■ **What needs to be done**: Print the listing below verbatim, starting with its first line and ending after the line that contains "87 58 120 64".

■ **Given data**:
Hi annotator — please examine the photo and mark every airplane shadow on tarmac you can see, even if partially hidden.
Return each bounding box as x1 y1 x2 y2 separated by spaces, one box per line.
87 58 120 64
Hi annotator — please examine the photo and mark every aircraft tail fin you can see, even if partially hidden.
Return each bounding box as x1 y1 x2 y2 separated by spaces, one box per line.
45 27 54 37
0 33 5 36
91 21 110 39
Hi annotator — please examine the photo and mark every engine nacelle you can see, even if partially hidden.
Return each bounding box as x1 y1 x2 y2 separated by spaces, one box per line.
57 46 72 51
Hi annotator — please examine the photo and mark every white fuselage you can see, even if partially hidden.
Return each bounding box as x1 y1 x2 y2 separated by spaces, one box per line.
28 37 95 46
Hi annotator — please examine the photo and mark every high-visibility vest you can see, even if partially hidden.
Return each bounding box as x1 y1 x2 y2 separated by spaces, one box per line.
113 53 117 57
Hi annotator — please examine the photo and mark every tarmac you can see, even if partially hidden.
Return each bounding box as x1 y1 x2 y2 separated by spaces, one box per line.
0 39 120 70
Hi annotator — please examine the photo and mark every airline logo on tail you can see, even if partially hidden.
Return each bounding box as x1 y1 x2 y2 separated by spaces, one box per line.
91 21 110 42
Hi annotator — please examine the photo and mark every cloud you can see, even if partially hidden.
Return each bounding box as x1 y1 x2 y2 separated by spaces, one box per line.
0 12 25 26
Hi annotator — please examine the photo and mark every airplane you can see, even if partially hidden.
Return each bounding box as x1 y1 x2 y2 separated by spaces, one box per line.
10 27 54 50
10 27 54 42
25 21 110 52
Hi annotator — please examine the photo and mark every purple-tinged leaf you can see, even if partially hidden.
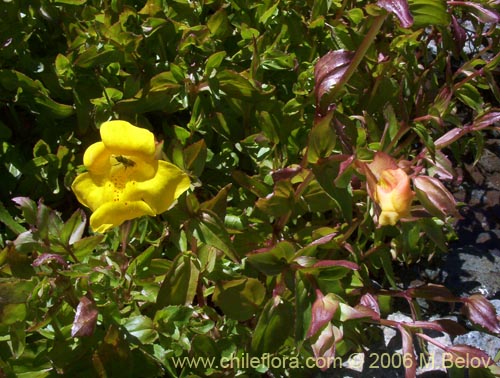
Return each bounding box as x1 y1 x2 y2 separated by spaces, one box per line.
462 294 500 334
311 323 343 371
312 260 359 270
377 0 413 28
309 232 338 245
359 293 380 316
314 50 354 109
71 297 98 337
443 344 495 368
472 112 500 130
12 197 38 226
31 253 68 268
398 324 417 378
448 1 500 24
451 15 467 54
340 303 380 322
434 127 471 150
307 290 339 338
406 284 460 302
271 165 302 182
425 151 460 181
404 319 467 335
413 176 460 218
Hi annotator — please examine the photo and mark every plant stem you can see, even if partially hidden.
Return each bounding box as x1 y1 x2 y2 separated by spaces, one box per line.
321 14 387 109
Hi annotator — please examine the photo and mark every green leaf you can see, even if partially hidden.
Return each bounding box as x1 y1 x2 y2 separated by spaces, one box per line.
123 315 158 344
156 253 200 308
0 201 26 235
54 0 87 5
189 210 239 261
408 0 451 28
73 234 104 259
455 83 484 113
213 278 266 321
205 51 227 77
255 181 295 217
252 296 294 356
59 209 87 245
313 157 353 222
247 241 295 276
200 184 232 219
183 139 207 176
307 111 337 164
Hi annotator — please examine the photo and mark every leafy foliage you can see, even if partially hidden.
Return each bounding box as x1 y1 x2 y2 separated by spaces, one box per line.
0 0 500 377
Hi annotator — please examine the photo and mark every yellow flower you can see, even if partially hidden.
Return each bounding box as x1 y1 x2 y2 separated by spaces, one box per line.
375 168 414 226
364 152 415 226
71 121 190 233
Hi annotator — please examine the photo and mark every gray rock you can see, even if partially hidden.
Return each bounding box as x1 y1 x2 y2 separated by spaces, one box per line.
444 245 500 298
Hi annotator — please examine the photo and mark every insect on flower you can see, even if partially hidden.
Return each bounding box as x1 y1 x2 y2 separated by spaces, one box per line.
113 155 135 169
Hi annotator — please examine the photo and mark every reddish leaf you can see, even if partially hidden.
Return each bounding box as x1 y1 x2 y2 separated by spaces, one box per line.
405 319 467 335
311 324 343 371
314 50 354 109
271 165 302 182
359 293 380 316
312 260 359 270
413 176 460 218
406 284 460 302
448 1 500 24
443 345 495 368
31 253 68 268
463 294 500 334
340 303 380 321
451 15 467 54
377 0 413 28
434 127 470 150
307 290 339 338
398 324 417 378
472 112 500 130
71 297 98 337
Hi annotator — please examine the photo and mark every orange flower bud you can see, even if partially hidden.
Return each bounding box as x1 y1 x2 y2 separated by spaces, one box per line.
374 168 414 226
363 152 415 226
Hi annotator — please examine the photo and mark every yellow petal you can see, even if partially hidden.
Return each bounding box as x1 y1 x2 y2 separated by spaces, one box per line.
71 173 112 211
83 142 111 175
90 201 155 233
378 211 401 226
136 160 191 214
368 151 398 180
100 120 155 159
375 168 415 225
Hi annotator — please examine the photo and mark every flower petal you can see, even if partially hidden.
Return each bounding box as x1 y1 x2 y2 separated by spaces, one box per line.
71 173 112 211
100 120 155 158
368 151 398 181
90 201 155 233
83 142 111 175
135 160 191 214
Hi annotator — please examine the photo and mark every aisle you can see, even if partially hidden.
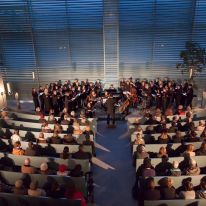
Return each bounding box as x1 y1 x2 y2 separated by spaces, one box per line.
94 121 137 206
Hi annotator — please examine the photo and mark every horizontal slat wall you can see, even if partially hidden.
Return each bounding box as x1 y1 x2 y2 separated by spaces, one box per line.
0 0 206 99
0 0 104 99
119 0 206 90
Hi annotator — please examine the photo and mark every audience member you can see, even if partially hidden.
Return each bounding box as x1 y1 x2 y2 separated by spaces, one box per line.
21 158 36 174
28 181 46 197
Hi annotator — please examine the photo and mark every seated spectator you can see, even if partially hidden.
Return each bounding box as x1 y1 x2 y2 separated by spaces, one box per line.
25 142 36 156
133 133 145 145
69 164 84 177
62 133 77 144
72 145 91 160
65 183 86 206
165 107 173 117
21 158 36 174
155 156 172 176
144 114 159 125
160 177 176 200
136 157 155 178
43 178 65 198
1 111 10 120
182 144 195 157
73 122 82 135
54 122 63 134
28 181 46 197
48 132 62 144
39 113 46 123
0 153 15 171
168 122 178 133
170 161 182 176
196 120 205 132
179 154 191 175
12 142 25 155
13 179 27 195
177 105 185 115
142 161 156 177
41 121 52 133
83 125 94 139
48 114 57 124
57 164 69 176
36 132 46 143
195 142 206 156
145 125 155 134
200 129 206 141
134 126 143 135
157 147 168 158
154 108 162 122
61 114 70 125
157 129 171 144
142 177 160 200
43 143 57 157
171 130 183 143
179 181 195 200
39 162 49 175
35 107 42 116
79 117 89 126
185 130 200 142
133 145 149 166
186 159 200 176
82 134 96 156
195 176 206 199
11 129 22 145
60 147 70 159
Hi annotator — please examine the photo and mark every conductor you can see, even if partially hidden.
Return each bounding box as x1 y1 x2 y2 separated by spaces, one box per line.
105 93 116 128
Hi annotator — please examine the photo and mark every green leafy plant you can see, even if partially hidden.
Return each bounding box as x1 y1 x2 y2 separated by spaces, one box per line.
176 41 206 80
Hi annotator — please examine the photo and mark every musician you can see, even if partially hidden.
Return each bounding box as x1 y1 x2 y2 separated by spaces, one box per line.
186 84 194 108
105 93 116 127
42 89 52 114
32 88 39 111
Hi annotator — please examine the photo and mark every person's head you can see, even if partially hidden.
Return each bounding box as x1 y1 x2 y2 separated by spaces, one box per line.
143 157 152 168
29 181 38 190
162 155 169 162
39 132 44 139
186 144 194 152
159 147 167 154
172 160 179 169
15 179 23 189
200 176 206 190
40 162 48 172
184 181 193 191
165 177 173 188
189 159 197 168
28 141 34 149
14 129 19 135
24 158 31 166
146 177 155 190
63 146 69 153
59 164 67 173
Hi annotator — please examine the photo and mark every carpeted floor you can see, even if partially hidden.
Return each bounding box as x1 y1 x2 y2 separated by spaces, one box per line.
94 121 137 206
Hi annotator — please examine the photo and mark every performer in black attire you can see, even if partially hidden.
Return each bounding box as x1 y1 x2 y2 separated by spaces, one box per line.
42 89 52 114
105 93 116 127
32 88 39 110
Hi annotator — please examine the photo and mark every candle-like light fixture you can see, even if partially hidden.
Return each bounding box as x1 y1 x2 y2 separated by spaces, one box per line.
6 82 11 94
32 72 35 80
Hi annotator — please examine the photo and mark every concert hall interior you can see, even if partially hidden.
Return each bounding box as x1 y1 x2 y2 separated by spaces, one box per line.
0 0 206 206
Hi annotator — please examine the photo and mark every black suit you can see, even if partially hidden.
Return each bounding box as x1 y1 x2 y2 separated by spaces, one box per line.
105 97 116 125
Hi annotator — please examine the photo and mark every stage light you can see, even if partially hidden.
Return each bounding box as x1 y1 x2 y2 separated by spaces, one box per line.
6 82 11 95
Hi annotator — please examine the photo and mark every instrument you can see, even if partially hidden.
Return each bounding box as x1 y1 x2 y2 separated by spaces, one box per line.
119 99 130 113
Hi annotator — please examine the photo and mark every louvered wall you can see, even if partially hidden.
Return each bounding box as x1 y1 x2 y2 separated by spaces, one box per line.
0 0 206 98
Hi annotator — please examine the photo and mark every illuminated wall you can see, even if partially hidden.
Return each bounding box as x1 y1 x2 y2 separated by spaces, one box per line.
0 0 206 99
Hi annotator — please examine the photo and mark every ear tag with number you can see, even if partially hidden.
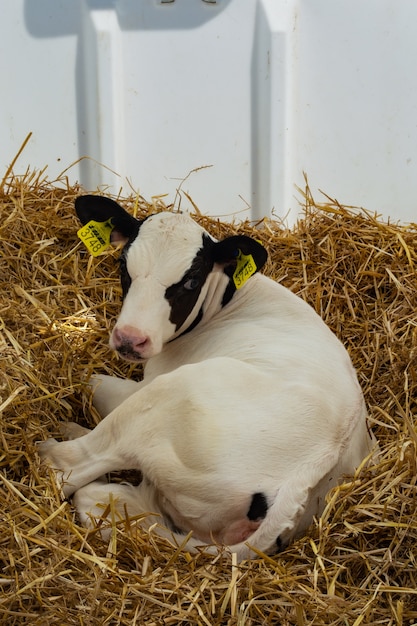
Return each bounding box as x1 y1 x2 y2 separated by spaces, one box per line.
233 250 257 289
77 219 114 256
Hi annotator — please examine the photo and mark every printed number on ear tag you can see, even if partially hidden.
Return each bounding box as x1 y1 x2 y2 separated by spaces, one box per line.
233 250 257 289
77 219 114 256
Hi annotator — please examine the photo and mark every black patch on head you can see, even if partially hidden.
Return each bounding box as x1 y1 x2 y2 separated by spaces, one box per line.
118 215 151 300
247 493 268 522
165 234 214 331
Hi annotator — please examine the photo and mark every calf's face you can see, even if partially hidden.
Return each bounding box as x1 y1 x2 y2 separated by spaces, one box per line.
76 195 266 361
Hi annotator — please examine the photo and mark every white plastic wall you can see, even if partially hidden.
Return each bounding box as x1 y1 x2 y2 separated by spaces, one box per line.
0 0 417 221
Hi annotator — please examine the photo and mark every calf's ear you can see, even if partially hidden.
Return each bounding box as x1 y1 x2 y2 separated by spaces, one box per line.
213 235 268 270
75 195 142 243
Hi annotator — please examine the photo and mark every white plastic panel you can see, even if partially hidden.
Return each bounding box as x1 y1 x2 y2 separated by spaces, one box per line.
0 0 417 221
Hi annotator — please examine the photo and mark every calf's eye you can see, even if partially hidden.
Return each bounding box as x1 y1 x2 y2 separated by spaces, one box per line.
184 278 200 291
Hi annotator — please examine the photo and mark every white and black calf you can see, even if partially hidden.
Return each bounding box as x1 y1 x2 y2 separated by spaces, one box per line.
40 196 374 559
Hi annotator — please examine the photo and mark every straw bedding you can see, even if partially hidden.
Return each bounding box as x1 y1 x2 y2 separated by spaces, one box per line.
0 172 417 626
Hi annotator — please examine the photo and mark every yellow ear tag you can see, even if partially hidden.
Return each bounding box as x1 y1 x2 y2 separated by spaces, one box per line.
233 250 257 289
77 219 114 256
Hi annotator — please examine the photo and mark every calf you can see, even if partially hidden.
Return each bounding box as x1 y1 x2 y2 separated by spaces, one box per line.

■ **Answer for this exercise**:
Hi annotator — please examine the photo and mark every airplane shadow on tarmac you can see, even if partially hidden.
Return each bounding box as x1 y1 x2 y2 separated by spaces, one box per line.
87 58 120 64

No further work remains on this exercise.